> **EXERCISE DIRECTIONS**
Write the next part of the forum post about the Toro Timemaster brake cable, starting right after its last sentence.

# Toro Timemaster Brake Cable/V-Belt



## Topcat (Mar 21, 2017)

Last week after cutting my neighbors lawn, my cable broke for the blade brake. I ordered one from Amazon, and it arrived today. What I found when I took the Pulley/belt cover off was the ENTIRE area was PACKED - absolutely packed tight with old dry grass. Hindsight is 20-20, and I wish I took before pics, but I did not. The only area that was not packed with grass is the path that the belt makes between the two blade pulleys.

This cavity is where the brake lever assembly is located, and it was packed tight!


After every mow, I will blow the grass from under the mower, and rinse it off before putting it away. Apparently that was not enough. The space under the belt/pulley cover has openings in the deck that allows grass to find its way in there, and if left unchecked, it will fill up. The reason my cable broke was the grass was packed in there so tight that the brake lever could no longer move freely, so pulling the lever put more stress on the cable. The other thing that caused it to fail was the grass held moisture in there, and as it goes, I have a little rust in there. The cable succumbed to the rust.

After cleaning all the grass out of the space, I cleaned it with soapy water, then lightly sanded the rust away. Then I hit it with black spray paint to protect the metal. The cover will hide the ugly spray paint. Black is all I had on hand, and since it is under the cover, me'h... it will work.

> **EXCERPTED RECORDS**
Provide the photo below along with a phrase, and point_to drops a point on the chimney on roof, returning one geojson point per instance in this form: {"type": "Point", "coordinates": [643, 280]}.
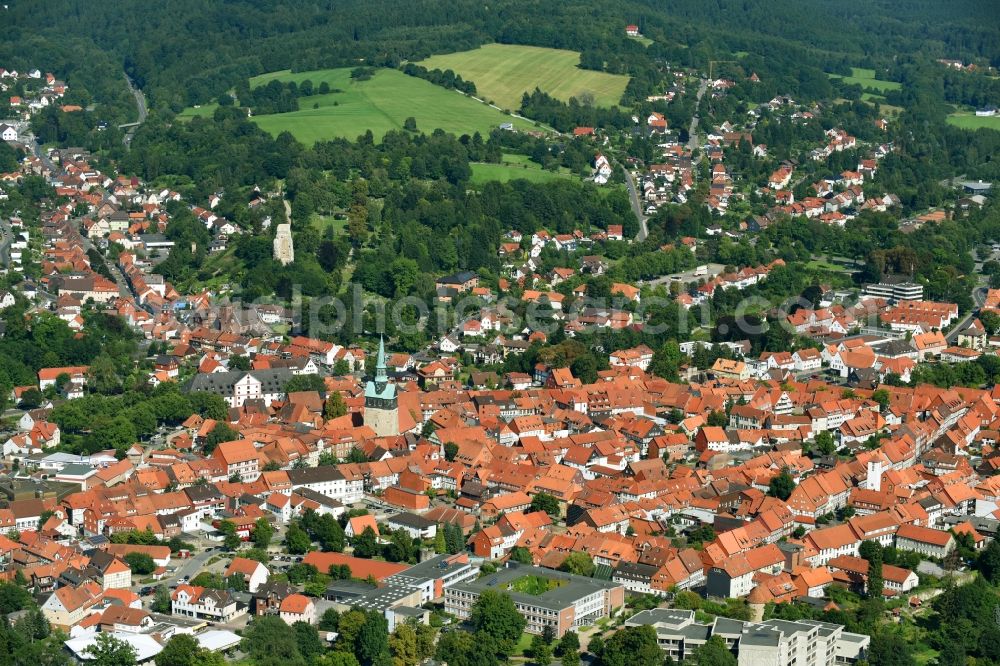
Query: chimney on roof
{"type": "Point", "coordinates": [874, 480]}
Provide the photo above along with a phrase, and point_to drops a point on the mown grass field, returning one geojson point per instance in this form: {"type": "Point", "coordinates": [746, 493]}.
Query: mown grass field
{"type": "Point", "coordinates": [866, 79]}
{"type": "Point", "coordinates": [205, 110]}
{"type": "Point", "coordinates": [969, 120]}
{"type": "Point", "coordinates": [504, 72]}
{"type": "Point", "coordinates": [379, 104]}
{"type": "Point", "coordinates": [514, 167]}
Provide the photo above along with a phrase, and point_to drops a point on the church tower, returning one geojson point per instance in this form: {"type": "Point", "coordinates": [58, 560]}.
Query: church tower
{"type": "Point", "coordinates": [381, 405]}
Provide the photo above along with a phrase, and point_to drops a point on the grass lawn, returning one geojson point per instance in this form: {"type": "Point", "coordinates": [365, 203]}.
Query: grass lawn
{"type": "Point", "coordinates": [968, 120]}
{"type": "Point", "coordinates": [324, 222]}
{"type": "Point", "coordinates": [514, 167]}
{"type": "Point", "coordinates": [821, 265]}
{"type": "Point", "coordinates": [503, 73]}
{"type": "Point", "coordinates": [380, 104]}
{"type": "Point", "coordinates": [205, 110]}
{"type": "Point", "coordinates": [522, 645]}
{"type": "Point", "coordinates": [535, 585]}
{"type": "Point", "coordinates": [866, 79]}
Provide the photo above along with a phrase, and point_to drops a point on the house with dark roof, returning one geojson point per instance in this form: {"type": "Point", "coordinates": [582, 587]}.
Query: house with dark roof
{"type": "Point", "coordinates": [238, 387]}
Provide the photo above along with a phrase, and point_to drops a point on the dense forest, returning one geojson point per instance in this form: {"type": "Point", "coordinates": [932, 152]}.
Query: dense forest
{"type": "Point", "coordinates": [186, 52]}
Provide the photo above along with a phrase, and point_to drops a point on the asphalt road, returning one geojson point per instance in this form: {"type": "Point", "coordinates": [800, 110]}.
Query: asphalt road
{"type": "Point", "coordinates": [140, 104]}
{"type": "Point", "coordinates": [633, 196]}
{"type": "Point", "coordinates": [693, 129]}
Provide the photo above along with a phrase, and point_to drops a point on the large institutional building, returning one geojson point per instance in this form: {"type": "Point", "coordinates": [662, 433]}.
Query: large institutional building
{"type": "Point", "coordinates": [770, 643]}
{"type": "Point", "coordinates": [569, 602]}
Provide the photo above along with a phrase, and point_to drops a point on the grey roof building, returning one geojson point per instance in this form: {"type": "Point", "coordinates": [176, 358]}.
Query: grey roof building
{"type": "Point", "coordinates": [803, 643]}
{"type": "Point", "coordinates": [566, 601]}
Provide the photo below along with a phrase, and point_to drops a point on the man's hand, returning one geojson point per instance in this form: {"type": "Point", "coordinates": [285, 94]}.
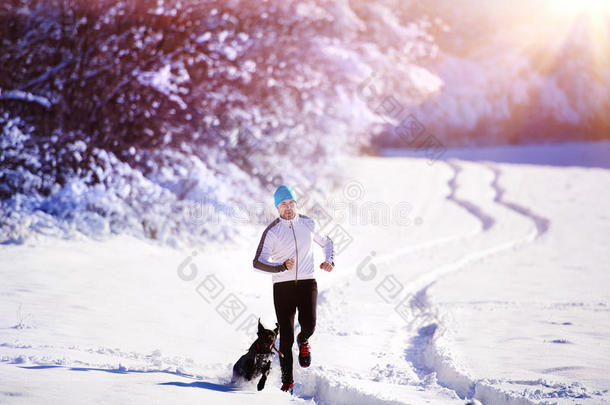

> **RESPONSE TO THE TASK**
After I finished replacing the cable, I noticed the Vbelt is shot... and as luck would have it, I can't find anything close to this size anywhere, Auto parts, and big box stores were a strike out, so I ordered one, and will have to wait until Monday to get the mower back in service.





So lesson learned. If you have a Timemaster take the time to periodically pull the cover and remove any grass built up in that area. I think I will make it a monthly item to check.


----------



## massgrass (Aug 17, 2017)

Thanks, good info. You've motivated me to take the cover off of mine after my next mow and take a look!


----------



## MasterMech (Sep 24, 2017)

It's the grass that does that to the belt too. It can happen from heat but something from decomposing grass off gasses and destroys v-belts. See that a lot on riding tractors that have grass sitting on top of the mower deck. It usually rots the trans drive belts in addition to the deck belts.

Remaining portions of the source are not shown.